**Extracted data**.
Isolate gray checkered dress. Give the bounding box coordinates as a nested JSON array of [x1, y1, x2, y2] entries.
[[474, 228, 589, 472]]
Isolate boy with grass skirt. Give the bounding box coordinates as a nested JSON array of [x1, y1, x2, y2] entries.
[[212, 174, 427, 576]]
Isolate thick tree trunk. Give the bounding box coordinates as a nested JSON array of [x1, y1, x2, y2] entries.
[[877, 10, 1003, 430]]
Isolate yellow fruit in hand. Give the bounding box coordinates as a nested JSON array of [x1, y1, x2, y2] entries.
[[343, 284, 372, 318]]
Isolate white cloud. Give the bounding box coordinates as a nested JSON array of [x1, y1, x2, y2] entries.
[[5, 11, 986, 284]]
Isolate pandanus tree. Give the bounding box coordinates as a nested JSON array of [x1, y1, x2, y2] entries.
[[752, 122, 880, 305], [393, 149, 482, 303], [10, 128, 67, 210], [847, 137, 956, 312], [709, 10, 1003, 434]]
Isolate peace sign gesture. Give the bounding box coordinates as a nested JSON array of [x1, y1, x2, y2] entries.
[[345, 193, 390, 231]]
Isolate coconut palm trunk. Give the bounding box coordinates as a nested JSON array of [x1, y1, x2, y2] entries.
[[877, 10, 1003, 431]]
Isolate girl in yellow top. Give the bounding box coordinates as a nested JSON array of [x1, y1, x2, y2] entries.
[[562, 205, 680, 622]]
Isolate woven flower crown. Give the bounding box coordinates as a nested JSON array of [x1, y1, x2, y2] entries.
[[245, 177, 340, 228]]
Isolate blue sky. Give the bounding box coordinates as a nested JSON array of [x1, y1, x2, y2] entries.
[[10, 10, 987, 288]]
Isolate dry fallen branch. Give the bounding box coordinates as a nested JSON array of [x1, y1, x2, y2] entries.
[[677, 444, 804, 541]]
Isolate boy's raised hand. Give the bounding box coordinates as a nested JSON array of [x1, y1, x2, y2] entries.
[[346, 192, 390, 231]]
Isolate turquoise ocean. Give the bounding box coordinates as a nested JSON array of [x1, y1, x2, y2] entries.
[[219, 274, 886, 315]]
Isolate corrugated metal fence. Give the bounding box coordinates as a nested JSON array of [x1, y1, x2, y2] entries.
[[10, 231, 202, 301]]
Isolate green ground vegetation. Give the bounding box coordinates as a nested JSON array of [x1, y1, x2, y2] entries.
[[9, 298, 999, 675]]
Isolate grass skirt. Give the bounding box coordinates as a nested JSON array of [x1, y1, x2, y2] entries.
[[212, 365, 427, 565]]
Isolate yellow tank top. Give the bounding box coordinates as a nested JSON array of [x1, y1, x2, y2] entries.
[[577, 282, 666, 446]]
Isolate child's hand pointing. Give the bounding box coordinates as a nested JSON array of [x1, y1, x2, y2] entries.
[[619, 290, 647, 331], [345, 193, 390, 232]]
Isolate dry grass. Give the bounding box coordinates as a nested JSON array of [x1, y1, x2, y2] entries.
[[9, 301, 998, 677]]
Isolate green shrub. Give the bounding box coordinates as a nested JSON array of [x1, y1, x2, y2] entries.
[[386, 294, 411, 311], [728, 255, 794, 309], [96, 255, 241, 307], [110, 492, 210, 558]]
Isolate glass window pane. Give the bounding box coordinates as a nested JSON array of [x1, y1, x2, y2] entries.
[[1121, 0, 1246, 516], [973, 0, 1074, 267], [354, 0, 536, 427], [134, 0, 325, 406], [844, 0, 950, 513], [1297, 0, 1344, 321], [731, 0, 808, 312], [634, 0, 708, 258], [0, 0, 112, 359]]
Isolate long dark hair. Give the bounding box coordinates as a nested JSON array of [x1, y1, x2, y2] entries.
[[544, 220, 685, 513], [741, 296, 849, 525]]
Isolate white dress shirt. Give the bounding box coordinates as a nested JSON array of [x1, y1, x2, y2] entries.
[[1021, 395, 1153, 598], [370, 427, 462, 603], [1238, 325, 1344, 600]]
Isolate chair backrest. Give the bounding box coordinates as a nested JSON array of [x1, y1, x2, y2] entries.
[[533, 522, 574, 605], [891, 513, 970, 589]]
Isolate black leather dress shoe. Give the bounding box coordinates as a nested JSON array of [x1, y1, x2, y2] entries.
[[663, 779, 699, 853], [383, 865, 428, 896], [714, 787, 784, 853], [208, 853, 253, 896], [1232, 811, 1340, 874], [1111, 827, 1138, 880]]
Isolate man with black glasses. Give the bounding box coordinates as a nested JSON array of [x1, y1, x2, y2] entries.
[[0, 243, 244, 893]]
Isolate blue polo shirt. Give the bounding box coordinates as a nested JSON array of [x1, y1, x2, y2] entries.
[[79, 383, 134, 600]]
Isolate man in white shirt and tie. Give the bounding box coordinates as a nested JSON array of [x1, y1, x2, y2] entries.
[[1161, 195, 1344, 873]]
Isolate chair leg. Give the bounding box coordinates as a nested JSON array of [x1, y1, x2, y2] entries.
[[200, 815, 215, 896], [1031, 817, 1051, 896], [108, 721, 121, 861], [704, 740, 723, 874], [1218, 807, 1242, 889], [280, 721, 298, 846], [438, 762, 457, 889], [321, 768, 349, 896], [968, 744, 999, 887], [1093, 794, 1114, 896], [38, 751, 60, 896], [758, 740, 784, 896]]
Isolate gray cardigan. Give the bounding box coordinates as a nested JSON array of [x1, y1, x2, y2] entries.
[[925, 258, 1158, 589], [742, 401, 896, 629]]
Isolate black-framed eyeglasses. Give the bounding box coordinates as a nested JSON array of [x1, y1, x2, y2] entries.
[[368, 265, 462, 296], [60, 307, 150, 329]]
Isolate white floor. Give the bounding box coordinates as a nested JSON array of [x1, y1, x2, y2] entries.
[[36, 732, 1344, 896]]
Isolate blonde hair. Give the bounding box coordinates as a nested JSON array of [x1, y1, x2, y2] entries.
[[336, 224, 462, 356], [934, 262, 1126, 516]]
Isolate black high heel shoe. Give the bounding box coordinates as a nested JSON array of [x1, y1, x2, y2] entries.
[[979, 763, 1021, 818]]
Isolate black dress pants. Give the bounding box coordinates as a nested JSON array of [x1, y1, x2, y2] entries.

**Aim of the task**. Rescale the data from the line containing "Isolate boy with" to the line containing "[[343, 284, 372, 318]]", both included, and write out every line again: multiply each bounding box coordinate by 1.95 and round to whole numbers, halves up, and leave everything else unchanged.

**Right answer**.
Isolate boy with grass skirt. Give the bounding box coordinates as a nested JSON array of [x1, y1, x2, y2] entries.
[[413, 339, 833, 1123]]
Isolate thick tree trunk. Give the bounding box coordinates as a nested JSON array of [x1, y1, x2, y2] entries.
[[1710, 20, 1956, 839]]
Isolate yellow fruit in hand. Give the bounding box coordinates as a nested JSON array of [x1, y1, x2, y2] entries.
[[669, 554, 725, 620]]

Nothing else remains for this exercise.